((

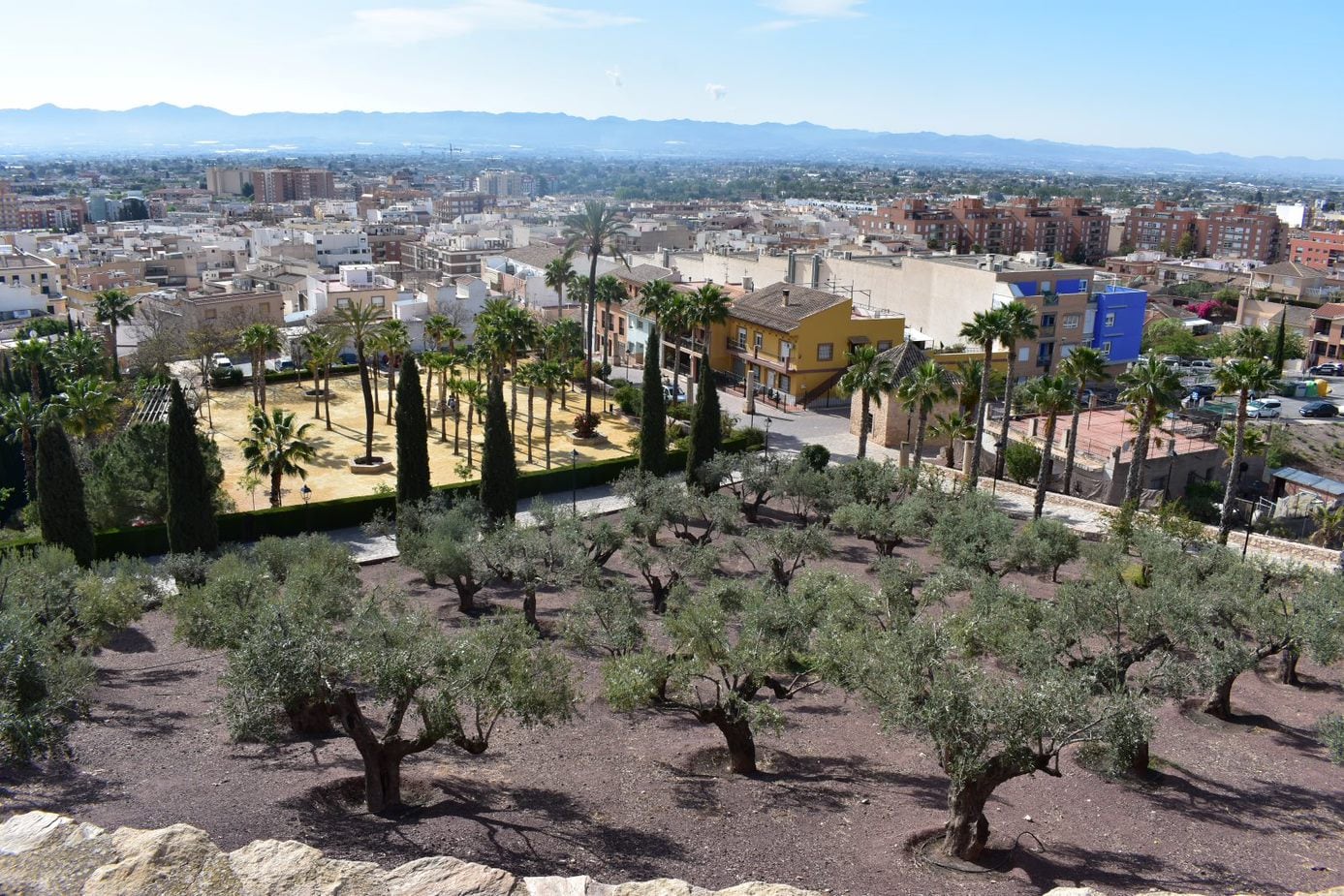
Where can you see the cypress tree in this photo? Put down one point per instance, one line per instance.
(191, 508)
(412, 437)
(61, 508)
(705, 424)
(653, 417)
(499, 471)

))

• WORK INSTRUCTIONS
Copy every line of the items above word for word, leaving out the pictures.

• RESULT OF THIS TASK
Where can you see the cypress tree in this photo? Put down one point per instance, one line per instance.
(191, 508)
(412, 437)
(61, 508)
(705, 424)
(653, 417)
(499, 471)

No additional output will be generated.